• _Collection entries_

* * *

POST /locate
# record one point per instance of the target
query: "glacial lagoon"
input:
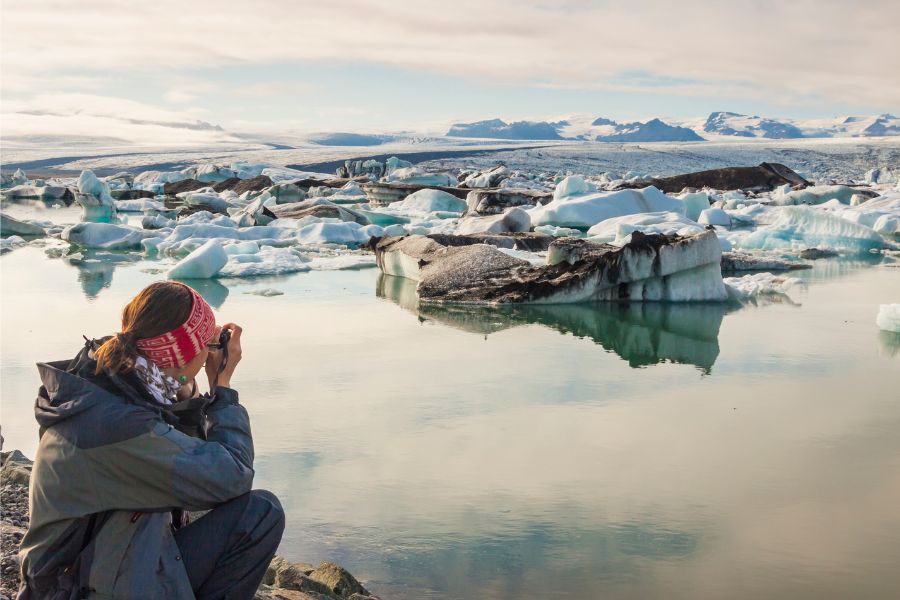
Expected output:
(658, 450)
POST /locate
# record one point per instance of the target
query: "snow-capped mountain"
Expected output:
(653, 130)
(501, 130)
(728, 123)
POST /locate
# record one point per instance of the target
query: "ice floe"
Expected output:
(888, 318)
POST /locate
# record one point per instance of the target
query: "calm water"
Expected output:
(649, 451)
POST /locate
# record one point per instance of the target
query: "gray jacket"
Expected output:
(110, 468)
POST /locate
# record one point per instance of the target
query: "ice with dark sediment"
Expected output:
(647, 268)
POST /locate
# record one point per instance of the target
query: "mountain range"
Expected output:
(717, 125)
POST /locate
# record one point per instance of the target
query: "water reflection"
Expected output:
(641, 333)
(889, 342)
(96, 268)
(212, 291)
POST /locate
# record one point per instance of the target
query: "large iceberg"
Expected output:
(648, 268)
(582, 211)
(799, 227)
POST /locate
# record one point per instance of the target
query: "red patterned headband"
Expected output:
(178, 347)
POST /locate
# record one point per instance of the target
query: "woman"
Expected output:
(115, 469)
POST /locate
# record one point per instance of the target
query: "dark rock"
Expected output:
(492, 202)
(239, 186)
(185, 185)
(816, 253)
(337, 580)
(576, 271)
(380, 194)
(532, 242)
(765, 177)
(317, 207)
(131, 194)
(739, 261)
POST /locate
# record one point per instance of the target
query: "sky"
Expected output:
(98, 67)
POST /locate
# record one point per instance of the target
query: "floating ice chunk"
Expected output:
(514, 220)
(888, 318)
(268, 261)
(587, 210)
(342, 261)
(573, 185)
(156, 222)
(415, 176)
(758, 284)
(555, 231)
(205, 197)
(799, 227)
(203, 263)
(394, 163)
(337, 233)
(20, 178)
(206, 217)
(694, 204)
(395, 230)
(618, 230)
(816, 195)
(90, 185)
(880, 175)
(106, 235)
(250, 247)
(714, 216)
(139, 205)
(8, 243)
(10, 225)
(881, 214)
(426, 201)
(265, 292)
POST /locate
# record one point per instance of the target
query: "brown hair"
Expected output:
(160, 307)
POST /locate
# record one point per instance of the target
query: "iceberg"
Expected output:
(203, 263)
(888, 318)
(617, 230)
(759, 284)
(106, 235)
(266, 261)
(515, 220)
(799, 227)
(714, 216)
(694, 204)
(816, 195)
(427, 201)
(586, 210)
(648, 268)
(12, 226)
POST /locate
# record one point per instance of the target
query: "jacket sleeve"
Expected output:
(164, 468)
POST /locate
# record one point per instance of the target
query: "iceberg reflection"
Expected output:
(643, 334)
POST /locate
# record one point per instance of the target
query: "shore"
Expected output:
(283, 580)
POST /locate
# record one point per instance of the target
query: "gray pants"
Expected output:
(227, 550)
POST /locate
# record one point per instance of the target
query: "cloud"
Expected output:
(784, 51)
(178, 97)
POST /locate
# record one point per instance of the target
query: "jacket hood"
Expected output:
(65, 391)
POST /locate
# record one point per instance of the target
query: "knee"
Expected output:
(266, 503)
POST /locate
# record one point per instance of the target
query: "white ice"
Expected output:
(758, 284)
(203, 263)
(888, 318)
(585, 210)
(618, 230)
(800, 227)
(514, 220)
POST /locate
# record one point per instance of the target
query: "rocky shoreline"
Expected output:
(283, 580)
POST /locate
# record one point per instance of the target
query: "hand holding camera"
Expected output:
(224, 356)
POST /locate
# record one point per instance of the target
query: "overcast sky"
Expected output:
(267, 65)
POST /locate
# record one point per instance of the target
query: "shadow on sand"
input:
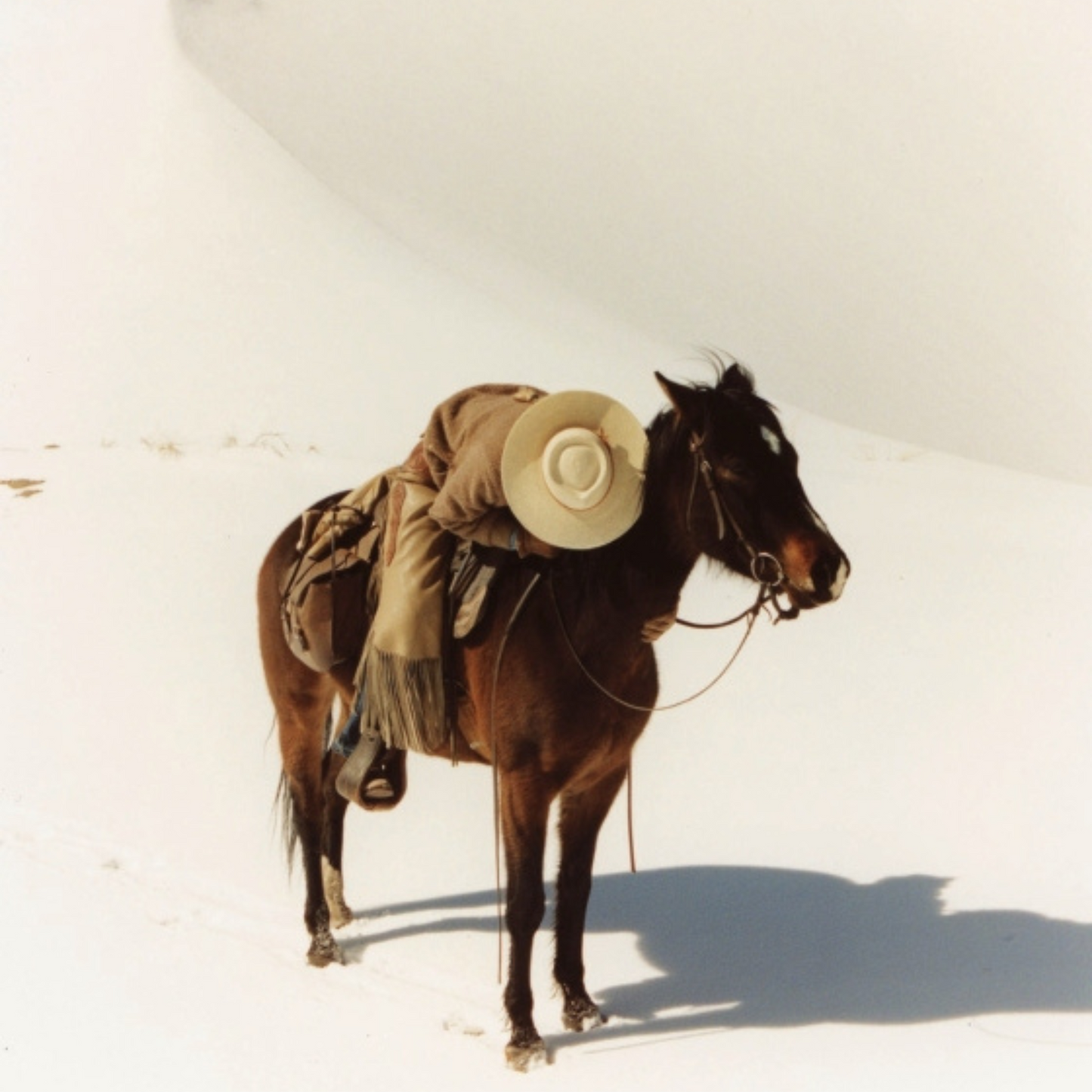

* * *

• _YOUR ASSIGNMENT_
Could the entries above be restated word for word, with the pictures left out?

• _SOLUTION TO THE PROBLEM_
POST /locate
# record one point per instance of the target
query: "glacial lagoon"
input:
Expected output:
(658, 450)
POST /locate
# record one point per instance of the target
query: "snow-capped mountain"
Expected output:
(653, 130)
(501, 130)
(728, 123)
POST /locate
# record one point per instance of the target
query: "ice floe"
Expected output:
(888, 318)
POST /locate
# record one point per instance of the target
query: "calm water"
Expected output:
(649, 451)
POST /locate
# record one point per instance of the target
query: "gray jacket"
Expected output:
(110, 468)
POST /locate
# record one point per instance of the target
query: "ice with dark sediment"
Expected output:
(647, 268)
POST /locate
# record one point per instance of the target
query: "mountain range"
Expected output:
(717, 125)
POST /locate
# record one point per instance of the target
query: "water reflection"
Expected output:
(641, 333)
(889, 342)
(96, 268)
(212, 291)
POST /locate
# record one point per instance of the target
query: "large iceberg"
Expected output:
(648, 268)
(582, 211)
(799, 227)
POST /locate
# record one point per instance of the target
query: "red patterned headband"
Expected output:
(178, 347)
POST /locate
# record one point per instance of the target
query: "woman"
Expected output:
(115, 469)
POST /locate
# record one point per instance of the target
query: "dark rock"
Expected output:
(492, 202)
(239, 186)
(185, 185)
(816, 253)
(337, 580)
(576, 271)
(380, 194)
(532, 242)
(765, 177)
(317, 207)
(131, 194)
(739, 261)
POST /locate
# record one point per instance of the target
query: "sky"
Expected output:
(98, 67)
POST /locate
# record one point per instance of the target
query: "floating ice chunk"
Expected output:
(514, 220)
(888, 318)
(268, 261)
(587, 210)
(342, 261)
(573, 185)
(156, 222)
(415, 176)
(758, 284)
(555, 231)
(205, 197)
(799, 227)
(203, 263)
(394, 163)
(337, 233)
(20, 178)
(206, 217)
(694, 204)
(395, 230)
(618, 230)
(816, 195)
(90, 185)
(880, 175)
(106, 235)
(250, 247)
(714, 216)
(139, 205)
(8, 243)
(10, 225)
(881, 214)
(426, 201)
(265, 292)
POST /locate
# record one point per instance of the target
query: "brown hair"
Expected output:
(160, 307)
POST /locate
# record one point per instance of the target
query: "iceberg"
Expected output:
(203, 263)
(888, 318)
(617, 230)
(759, 284)
(106, 235)
(266, 261)
(515, 220)
(799, 227)
(714, 216)
(694, 204)
(816, 195)
(427, 201)
(586, 210)
(648, 268)
(12, 226)
POST /locate
# record one point per instance of the target
query: "jacket sleeve"
Expected output:
(164, 468)
POST /locate
# record one point per instance of the target
query: "iceberg reflection"
Expected output:
(643, 334)
POST /locate
# record one point per instance of the target
query: "shore"
Expected output:
(283, 580)
POST /locate
# record one point per instance of the target
query: "gray pants"
Expected output:
(227, 550)
POST /locate
# record one point per instance of the target
query: "cloud"
Expected output:
(784, 51)
(178, 97)
POST /locate
# record one point per instance of the target
query: "jacket hood"
Expected output:
(65, 391)
POST /locate
# record one point per instance of the target
query: "knee"
Expected output:
(266, 503)
POST /locate
# record one point per instance of the target
query: "white ice"
Expected output:
(758, 284)
(203, 263)
(888, 318)
(585, 210)
(618, 230)
(800, 227)
(514, 220)
POST /locate
# record one point per instance of the target
query: "rocky shoreline"
Expected output:
(283, 580)
POST /locate
# record one point per instance of the target
query: "hand holding camera"
Expected output:
(224, 356)
POST /locate
# record one point per instance of the target
query: "overcast sky"
Expected output:
(267, 65)
POST /locate
# record one point per instance of the target
query: "shadow on sand"
input:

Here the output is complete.